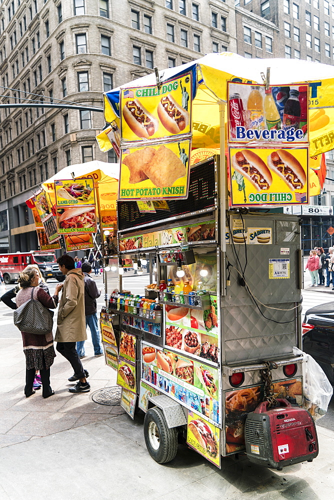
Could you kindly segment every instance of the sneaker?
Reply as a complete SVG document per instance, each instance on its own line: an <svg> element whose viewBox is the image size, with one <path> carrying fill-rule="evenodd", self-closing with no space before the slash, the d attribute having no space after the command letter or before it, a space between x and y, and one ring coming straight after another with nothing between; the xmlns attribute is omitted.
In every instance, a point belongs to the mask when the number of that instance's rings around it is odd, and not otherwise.
<svg viewBox="0 0 334 500"><path fill-rule="evenodd" d="M90 376L90 374L88 374L87 370L84 370L84 376L86 378L87 377ZM80 378L80 377L78 377L76 374L73 374L72 376L70 376L70 378L68 380L69 382L75 382L76 380L78 380Z"/></svg>
<svg viewBox="0 0 334 500"><path fill-rule="evenodd" d="M80 380L76 384L74 387L68 389L70 392L72 392L74 394L78 394L79 392L89 392L90 390L90 386L88 382L86 382L86 384L82 384Z"/></svg>

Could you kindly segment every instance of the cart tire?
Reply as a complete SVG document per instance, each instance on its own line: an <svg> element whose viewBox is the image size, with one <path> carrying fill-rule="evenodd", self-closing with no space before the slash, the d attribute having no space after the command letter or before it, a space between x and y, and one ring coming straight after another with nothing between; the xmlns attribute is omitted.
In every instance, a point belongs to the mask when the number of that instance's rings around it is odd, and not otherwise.
<svg viewBox="0 0 334 500"><path fill-rule="evenodd" d="M156 406L148 410L144 419L146 447L158 464L166 464L175 458L178 451L178 432L169 428L162 410Z"/></svg>

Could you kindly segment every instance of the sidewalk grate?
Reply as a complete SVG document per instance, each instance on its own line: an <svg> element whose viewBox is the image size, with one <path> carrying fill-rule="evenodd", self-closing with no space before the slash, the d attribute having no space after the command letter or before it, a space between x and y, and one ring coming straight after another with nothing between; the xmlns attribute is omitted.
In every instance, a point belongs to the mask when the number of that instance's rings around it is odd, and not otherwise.
<svg viewBox="0 0 334 500"><path fill-rule="evenodd" d="M113 387L104 387L96 390L90 395L94 402L106 406L117 406L120 402L122 388L118 386Z"/></svg>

**과제 요구사항:** 위 항목 전체에서 "Could you kindly"를 "Would you please"로 수정하고 나머지는 그대로 둔 채 모든 줄을 다시 적어 주시겠어요? 그림은 답에서 빼 주세요.

**연습 답안:**
Would you please segment every instance of the sneaker?
Reply as a complete SVG document per instance, each instance on its own line: an <svg> element whose viewBox is the image size, with one <path> carrying fill-rule="evenodd", self-closing with no space before the slash, the d attribute having no space after the command letter or before it, a space between x and y, and one ring coming straight after another with nothing between; the xmlns attribute is omitted.
In every instance, a point belongs to the mask when the number of that instance's rings around it is odd, and not otherwise.
<svg viewBox="0 0 334 500"><path fill-rule="evenodd" d="M90 376L90 374L88 374L87 370L84 370L84 376L86 378L87 377ZM80 378L80 377L78 377L76 374L73 374L72 376L70 376L70 378L68 380L69 382L75 382L76 380L78 380Z"/></svg>
<svg viewBox="0 0 334 500"><path fill-rule="evenodd" d="M80 380L76 384L74 387L68 389L70 392L72 392L74 394L78 394L79 392L89 392L90 390L90 386L88 382L86 382L86 384L82 384Z"/></svg>

Would you please segment every instance of the cart tire?
Reply as a complete SVG document per instance, each instance on its own line: an <svg> element whose viewBox is the image size, with one <path> carrying fill-rule="evenodd", self-closing with no space before the slash, the d attribute having no space after the command letter or before it, a space between x and y, and one ring coming straight after another with nothing between; the xmlns attribute is omitted.
In every instance, a point belongs to the mask when the number of that instance's rings around it is odd, and not otherwise.
<svg viewBox="0 0 334 500"><path fill-rule="evenodd" d="M156 406L148 410L144 419L146 447L158 464L166 464L175 458L178 451L178 432L169 428L162 410Z"/></svg>

Would you please segment every instance of the sidewalk grate?
Reply as a complete SVG document per instance, each instance on its own line: an <svg> element whose viewBox is the image size, with one <path> carrying fill-rule="evenodd", self-closing with no space before the slash, the d attribute having no space after the command letter or before it, a space between x and y, and one ring coming straight after another with nothing between; the xmlns attribute is omitted.
In every instance, a point belongs to the mask when the number of that instance's rings around it is odd, and not otherwise.
<svg viewBox="0 0 334 500"><path fill-rule="evenodd" d="M113 387L104 387L96 390L90 395L94 402L106 406L117 406L120 402L122 388L118 386Z"/></svg>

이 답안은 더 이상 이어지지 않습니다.